TASK STATEMENT: Using the records underneath, tally the lines where the word "every" appears and please give only the count.

╭──

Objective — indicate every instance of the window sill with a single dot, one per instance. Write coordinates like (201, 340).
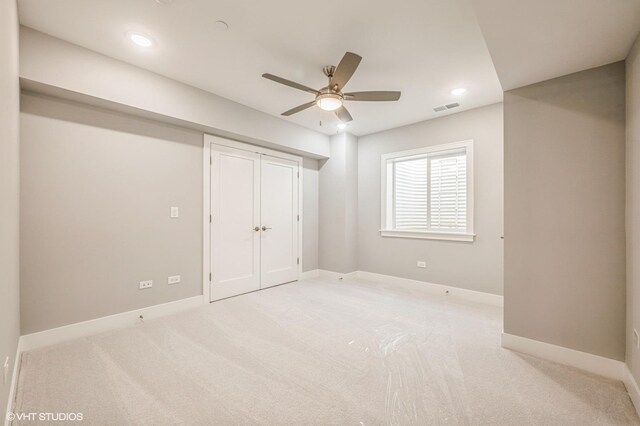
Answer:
(424, 235)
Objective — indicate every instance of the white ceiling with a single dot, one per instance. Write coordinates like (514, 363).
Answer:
(532, 41)
(425, 48)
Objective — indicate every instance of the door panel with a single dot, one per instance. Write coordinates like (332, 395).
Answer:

╰──

FINISHED TASK: 3